Your goal >>
Write out every line of the rows below as a numbered list, omitting any blank lines.

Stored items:
[start]

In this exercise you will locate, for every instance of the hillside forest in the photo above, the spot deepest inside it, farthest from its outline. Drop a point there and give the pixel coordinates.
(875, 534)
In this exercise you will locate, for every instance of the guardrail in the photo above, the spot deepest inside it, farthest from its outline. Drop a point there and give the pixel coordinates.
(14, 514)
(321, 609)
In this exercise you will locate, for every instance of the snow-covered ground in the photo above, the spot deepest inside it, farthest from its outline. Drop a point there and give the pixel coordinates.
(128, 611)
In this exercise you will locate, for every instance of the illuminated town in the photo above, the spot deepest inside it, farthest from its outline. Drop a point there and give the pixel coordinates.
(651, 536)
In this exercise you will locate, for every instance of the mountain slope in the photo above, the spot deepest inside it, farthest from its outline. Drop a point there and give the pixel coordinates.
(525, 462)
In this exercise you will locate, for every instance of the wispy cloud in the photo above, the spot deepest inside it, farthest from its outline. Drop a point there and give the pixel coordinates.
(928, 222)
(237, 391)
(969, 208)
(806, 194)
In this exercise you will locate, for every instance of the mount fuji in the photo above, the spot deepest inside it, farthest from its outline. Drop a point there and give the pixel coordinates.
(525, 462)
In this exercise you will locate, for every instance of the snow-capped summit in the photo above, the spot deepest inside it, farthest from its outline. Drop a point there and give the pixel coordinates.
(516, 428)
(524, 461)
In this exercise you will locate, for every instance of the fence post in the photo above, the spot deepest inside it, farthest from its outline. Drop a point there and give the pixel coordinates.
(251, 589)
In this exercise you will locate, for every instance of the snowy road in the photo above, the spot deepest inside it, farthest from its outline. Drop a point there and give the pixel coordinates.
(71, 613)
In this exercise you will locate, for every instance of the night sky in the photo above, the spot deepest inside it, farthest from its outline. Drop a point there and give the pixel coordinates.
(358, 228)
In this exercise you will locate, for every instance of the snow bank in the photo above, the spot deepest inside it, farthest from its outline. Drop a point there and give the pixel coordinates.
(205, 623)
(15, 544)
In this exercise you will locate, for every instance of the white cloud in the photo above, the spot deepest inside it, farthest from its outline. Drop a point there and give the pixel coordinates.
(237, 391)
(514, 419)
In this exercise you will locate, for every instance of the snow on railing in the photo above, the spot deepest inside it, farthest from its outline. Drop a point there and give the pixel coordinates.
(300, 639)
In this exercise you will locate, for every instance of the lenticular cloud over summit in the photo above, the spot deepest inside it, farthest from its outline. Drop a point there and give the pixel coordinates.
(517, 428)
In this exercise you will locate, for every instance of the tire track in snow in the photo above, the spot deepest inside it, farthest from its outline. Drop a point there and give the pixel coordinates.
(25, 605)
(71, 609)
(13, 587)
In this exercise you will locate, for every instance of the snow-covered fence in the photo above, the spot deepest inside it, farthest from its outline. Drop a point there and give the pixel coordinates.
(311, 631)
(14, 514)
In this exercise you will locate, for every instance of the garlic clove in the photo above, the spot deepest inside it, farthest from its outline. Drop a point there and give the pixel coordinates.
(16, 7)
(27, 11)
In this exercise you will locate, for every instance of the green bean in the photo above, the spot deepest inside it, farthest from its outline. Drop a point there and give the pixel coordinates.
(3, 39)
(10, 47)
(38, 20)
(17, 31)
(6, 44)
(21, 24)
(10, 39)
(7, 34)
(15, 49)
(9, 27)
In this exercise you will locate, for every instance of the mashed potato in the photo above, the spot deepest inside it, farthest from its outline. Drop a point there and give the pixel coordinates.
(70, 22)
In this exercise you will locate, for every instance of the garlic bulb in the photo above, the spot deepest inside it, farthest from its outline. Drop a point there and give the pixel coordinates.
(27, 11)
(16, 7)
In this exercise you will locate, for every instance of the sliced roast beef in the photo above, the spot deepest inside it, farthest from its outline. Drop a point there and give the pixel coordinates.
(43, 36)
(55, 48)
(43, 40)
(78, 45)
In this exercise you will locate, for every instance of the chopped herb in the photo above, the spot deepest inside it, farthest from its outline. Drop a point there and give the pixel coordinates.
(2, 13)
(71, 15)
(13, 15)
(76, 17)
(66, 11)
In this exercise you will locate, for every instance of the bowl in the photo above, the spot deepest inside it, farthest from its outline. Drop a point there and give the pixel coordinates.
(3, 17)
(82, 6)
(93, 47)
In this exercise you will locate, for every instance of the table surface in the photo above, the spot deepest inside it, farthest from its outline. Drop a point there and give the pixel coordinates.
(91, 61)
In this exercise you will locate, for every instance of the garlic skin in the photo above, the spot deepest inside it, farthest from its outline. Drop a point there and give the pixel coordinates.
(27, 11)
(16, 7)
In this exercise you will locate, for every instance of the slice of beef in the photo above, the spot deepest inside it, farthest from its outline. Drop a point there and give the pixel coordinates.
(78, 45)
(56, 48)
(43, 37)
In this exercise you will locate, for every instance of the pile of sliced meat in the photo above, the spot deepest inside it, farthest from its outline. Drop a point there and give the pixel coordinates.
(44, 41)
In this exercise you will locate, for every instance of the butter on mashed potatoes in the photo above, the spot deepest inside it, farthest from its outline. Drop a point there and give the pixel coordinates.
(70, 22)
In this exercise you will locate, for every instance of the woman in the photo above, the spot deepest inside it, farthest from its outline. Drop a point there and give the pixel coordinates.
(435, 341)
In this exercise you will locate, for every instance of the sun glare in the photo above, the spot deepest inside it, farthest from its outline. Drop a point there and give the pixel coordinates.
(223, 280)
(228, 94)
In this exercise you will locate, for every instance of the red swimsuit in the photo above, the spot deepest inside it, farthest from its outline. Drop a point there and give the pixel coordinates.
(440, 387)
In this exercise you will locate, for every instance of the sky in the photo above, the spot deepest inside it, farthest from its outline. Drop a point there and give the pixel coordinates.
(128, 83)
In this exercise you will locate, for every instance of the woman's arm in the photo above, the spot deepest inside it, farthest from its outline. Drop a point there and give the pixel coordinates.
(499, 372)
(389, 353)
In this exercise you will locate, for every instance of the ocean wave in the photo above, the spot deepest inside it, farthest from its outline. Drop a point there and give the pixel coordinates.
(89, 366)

[end]

Written response >>
1. In this exercise you will locate, for every instance of the hillside forest in the photo above, the spot deepest inside it, farthest from its outline. Drop a point there and give the pixel coordinates.
2. (875, 534)
3. In this exercise you will locate, for every instance of the guardrail in the photo above, the spot deepest inside it, farthest from its outline. Drop a point there and give the pixel coordinates.
4. (14, 514)
5. (321, 609)
6. In this exercise you will locate, for every instance of the snow-covered ground in the photo above, the spot deepest inside it, farthest from its outline. Drop a point there and give the pixel coordinates.
7. (128, 611)
8. In this exercise you will locate, for every instance of the illuminated town in the photo above, the spot deepest inside it, farthest from its outline. Drop a point there and give the pixel coordinates.
9. (651, 536)
10. In this exercise you will locate, for every instance of the mountain slope in the photo above, the spot deepest inside it, farthest from its outline. Drop a point there and give the pixel coordinates.
11. (525, 462)
12. In this exercise you will locate, for every instance of the wispy cloud in the photo above, the spot deepest inside it, farthest from its outline. Drop a point there and give the pixel coordinates.
13. (928, 222)
14. (237, 391)
15. (969, 208)
16. (806, 194)
17. In this exercise you will locate, for every instance of the mount fuji in the photo above, the spot deepest inside it, farthest from its outline. Drop a point there and give the pixel coordinates.
18. (525, 462)
19. In this exercise you will locate, for every instance of the snow-capped summit in the photo above, the spot deepest inside it, farthest from its outline. Drop a point there and give the pixel coordinates.
20. (516, 428)
21. (524, 461)
22. In this exercise you will locate, for every instance of the fence post in the photo above, the spot deepest inside it, farthest from its outline. Drop a point there and give the pixel coordinates.
23. (251, 589)
24. In this exercise you will locate, for every instance of the snowy road in the photo above, the spot deepest inside it, farthest from its outline. Drop a point there and give the pixel coordinates.
25. (71, 613)
26. In this exercise you will locate, for every instance of the night sky in the photo above, the spot deepest inside it, farthest from its outline. Drop a point there and give the pixel coordinates.
27. (358, 228)
28. In this exercise you will locate, for every instance of the snow bank in the photo above, the spot deepest inside it, farthest from its outline. Drop a point there and give the pixel coordinates.
29. (205, 623)
30. (15, 544)
31. In this exercise you will locate, for every instance of the white cloud in the photo above, the spot deepest inside it, farthest from its outline. Drop a point there and give the pixel coordinates.
32. (237, 391)
33. (514, 419)
34. In this exercise you will locate, for every instance of the snow on railing in the photo above, the spot deepest inside it, farthest from its outline. Drop a point there and give the pixel coordinates.
35. (300, 639)
36. In this exercise you will locate, for every instance of the lenticular cloud over summit in the photo above, the spot deepest inside it, farthest from its outline. Drop a point there and give the pixel coordinates.
37. (517, 428)
38. In this exercise you will locate, for every instance of the tire track in snow in the photo above, the spot deepest inside it, farthest from its outline. Drop a point there and give the pixel coordinates.
39. (25, 605)
40. (71, 609)
41. (13, 587)
42. In this exercise you will locate, for every instance of the snow-covered fence in the photo above, the spot deepest inside it, farthest from its outline. Drop a point there and give the pixel coordinates.
43. (311, 631)
44. (14, 514)
45. In this exercise you will locate, for every instance of the garlic clove in the photo above, the spot deepest inside it, farthest from its outline. Drop a point there and give the pixel coordinates.
46. (16, 7)
47. (27, 11)
48. In this exercise you will locate, for every instance of the green bean in the photo above, the spot deepest inside it, farthest from its outline. Drop a point there and give the pixel coordinates.
49. (3, 39)
50. (10, 47)
51. (38, 20)
52. (17, 31)
53. (6, 44)
54. (21, 24)
55. (10, 39)
56. (7, 34)
57. (15, 49)
58. (9, 27)
59. In this exercise you will locate, for every instance of the mashed potato in the photo above, the spot deepest inside it, farthest from its outline. Drop a point there and give the pixel coordinates.
60. (70, 22)
61. In this exercise you will locate, for every instance of the garlic bulb in the photo above, the spot deepest inside it, farthest from its outline. Drop a point there and give the pixel coordinates.
62. (27, 11)
63. (16, 7)
64. In this exercise you will locate, for every instance of the sliced roast beef in the photo above, the spot deepest inside it, farthest from its outline. Drop a point there and give the pixel coordinates.
65. (43, 36)
66. (55, 48)
67. (43, 40)
68. (78, 45)
69. In this exercise you will locate, for every instance of the chopped herb in the photo above, the spot deepest inside it, farthest from its outline. Drop a point there and give the pixel coordinates.
70. (2, 13)
71. (71, 15)
72. (13, 15)
73. (76, 17)
74. (66, 11)
75. In this exercise you will locate, for every instance of the bowl in the photo above, the spot deepest inside it, farthest from its outline. Drop a point there and give the pixel coordinates.
76. (3, 17)
77. (82, 6)
78. (93, 47)
79. In this exercise you will locate, for every instance of the table surface in the photo above, the spot deepest inside it, farthest from its outline. Drop a point there and give the pixel coordinates.
80. (91, 61)
81. In this exercise you will locate, for every instance of the garlic skin in the photo above, the spot deepest inside it, farthest from its outline. Drop a point there and give the pixel coordinates.
82. (27, 11)
83. (16, 7)
84. In this exercise you will locate, for every instance of the slice of beef in the photo above, the spot deepest inside it, farthest from its outline. Drop a point there and give the pixel coordinates.
85. (78, 45)
86. (56, 48)
87. (43, 37)
88. In this exercise you will locate, for every instance of the pile of sliced meat in the photo above, the spot deepest inside it, farthest from its outline. Drop a point there and give the pixel coordinates.
89. (44, 41)
90. In this exercise you will locate, for every instance of the butter on mashed potatoes in the photo above, the spot deepest inside it, farthest from its outline. Drop a point there and give the pixel coordinates.
91. (70, 22)
92. In this exercise you will locate, for every instance of the woman in the photo above, the spot deepest inside it, farthest from its outline. Drop a point there and give the pixel coordinates.
93. (435, 341)
94. In this exercise you will locate, for every instance of the sun glare in the photo above, the spot deepest inside it, farthest from its outline. Drop a point there and give the pixel coordinates.
95. (223, 280)
96. (228, 94)
97. In this exercise you will locate, for every instance of the red swimsuit in the photo above, the spot deepest inside it, farthest from its outline. Drop a point there and give the pixel coordinates.
98. (440, 387)
99. In this exercise you will locate, for every instance of the sky in the photo above, the spot deepest inside it, farthest from its outline. Drop a point there and give the pixel coordinates.
100. (128, 83)
101. In this exercise you will locate, for every instance of the woman's arm in the photo above, the spot deepest inside it, farthest from its outline. Drop a point there and give the pixel coordinates.
102. (499, 372)
103. (389, 353)
104. In this exercise you will locate, for every instance of the ocean wave in the photo above, the spot deepest inside it, farthest from its outline. Drop a point there and give the pixel coordinates.
105. (89, 366)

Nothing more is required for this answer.